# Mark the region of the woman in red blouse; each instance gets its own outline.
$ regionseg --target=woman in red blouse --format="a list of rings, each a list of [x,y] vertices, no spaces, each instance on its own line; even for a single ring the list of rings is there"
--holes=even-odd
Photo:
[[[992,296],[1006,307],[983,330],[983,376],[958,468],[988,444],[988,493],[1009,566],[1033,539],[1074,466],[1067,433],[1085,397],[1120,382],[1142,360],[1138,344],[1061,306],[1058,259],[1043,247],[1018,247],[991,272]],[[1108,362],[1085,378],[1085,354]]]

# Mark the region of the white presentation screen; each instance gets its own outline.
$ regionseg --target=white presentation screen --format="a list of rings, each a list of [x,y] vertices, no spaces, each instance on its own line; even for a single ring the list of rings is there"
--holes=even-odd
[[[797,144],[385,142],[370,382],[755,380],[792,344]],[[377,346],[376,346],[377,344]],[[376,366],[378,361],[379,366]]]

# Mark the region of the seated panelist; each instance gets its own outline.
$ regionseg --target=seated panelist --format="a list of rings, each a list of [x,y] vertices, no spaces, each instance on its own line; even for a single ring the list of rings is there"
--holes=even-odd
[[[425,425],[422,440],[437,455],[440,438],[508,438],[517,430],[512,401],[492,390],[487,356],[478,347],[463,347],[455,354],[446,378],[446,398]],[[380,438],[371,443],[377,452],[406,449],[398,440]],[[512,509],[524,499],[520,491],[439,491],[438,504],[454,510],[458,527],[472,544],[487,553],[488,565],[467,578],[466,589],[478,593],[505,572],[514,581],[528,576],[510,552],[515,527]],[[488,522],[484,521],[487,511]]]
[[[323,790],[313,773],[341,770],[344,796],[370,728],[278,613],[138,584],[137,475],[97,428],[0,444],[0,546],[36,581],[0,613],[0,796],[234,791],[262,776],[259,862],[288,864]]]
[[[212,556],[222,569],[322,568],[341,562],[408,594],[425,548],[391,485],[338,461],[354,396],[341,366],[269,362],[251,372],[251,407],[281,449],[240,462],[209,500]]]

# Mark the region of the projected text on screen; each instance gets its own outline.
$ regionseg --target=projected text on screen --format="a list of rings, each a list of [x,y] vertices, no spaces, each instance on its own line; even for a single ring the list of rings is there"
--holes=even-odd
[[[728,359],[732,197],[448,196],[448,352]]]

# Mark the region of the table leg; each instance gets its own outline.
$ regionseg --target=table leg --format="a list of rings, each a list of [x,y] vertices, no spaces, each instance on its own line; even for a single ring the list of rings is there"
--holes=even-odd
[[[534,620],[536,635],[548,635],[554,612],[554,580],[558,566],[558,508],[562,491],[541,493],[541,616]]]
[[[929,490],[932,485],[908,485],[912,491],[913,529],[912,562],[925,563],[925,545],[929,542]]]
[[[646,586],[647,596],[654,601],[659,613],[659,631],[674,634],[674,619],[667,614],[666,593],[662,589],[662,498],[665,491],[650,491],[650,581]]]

————

- **Your objective**
Revise all of the material above, substituting "Outline" for each occurrence of "Mark the region of" and leaving every other character as it is.

- **Response**
# Outline the woman in red blouse; each instance gets its own outline.
$ regionseg --target=woman in red blouse --format="a list of rings, each a list of [x,y] vertices, no spaces, each instance on its own line; even for a single ring the list of rings is there"
--holes=even-odd
Photo:
[[[992,296],[1006,307],[983,330],[983,376],[958,468],[988,444],[988,493],[1009,566],[1033,539],[1074,466],[1067,433],[1085,397],[1120,382],[1142,360],[1138,344],[1061,306],[1058,259],[1043,247],[1018,247],[991,272]],[[1108,362],[1085,378],[1085,354]]]

# Outline the white presentation screen; each instance gets its own outline.
$ regionseg --target=white presentation screen --format="a list of rings, each a list of [x,y] vertices, no spaces, each instance on its own line; even for a single ring the list of rings is there"
--holes=even-odd
[[[797,144],[385,142],[370,382],[755,380],[792,344]],[[377,346],[376,346],[377,344]],[[376,366],[378,361],[379,366]]]

# Outline the seated panelist; each instance gets its own outline.
$ regionseg --target=seated panelist --format="a list of rings, each a list of [x,y] vertices, no spaces, each instance on its own line; even for a single ring the list of rings is there"
--holes=even-odd
[[[425,425],[422,440],[437,455],[440,438],[508,438],[517,430],[512,401],[492,390],[487,356],[478,347],[463,347],[455,354],[446,378],[446,398]],[[380,438],[371,443],[377,452],[406,449],[398,440]],[[512,509],[524,499],[520,491],[439,491],[438,504],[454,510],[458,527],[472,544],[487,553],[488,565],[467,578],[466,589],[478,593],[505,572],[514,581],[528,576],[510,552],[515,527]],[[488,522],[484,521],[487,511]]]
[[[323,790],[313,773],[341,770],[344,796],[370,728],[278,613],[138,584],[137,475],[97,428],[0,444],[0,546],[36,581],[0,613],[0,796],[234,791],[262,776],[259,862],[288,864]]]
[[[212,556],[222,569],[322,568],[341,562],[408,594],[425,548],[391,485],[338,461],[354,396],[341,366],[269,362],[251,372],[251,407],[281,449],[240,462],[209,500]]]

# Outline the projected text on screen; each instance gets its own outline.
$ regionseg --target=projected text on screen --format="a list of rings, each a list of [x,y] vertices, no spaces, each instance on its own line; even for a single ring the list of rings is there"
--holes=even-odd
[[[728,359],[732,197],[448,196],[448,352]]]

# Outline the table leg; each instance gets its own outline.
$ regionseg --target=table leg --format="a list of rings, each a list of [x,y] vertices, no spaces, each instance on its own line; even for a single ring the list of rings is there"
--holes=even-odd
[[[534,620],[536,635],[548,635],[554,612],[554,580],[558,566],[558,508],[562,491],[541,493],[541,616]]]
[[[929,490],[932,485],[908,485],[912,491],[913,529],[912,562],[925,563],[925,545],[929,542]]]
[[[646,586],[647,596],[654,601],[659,613],[659,631],[674,634],[674,619],[667,614],[666,593],[662,589],[662,498],[665,491],[650,491],[650,581]]]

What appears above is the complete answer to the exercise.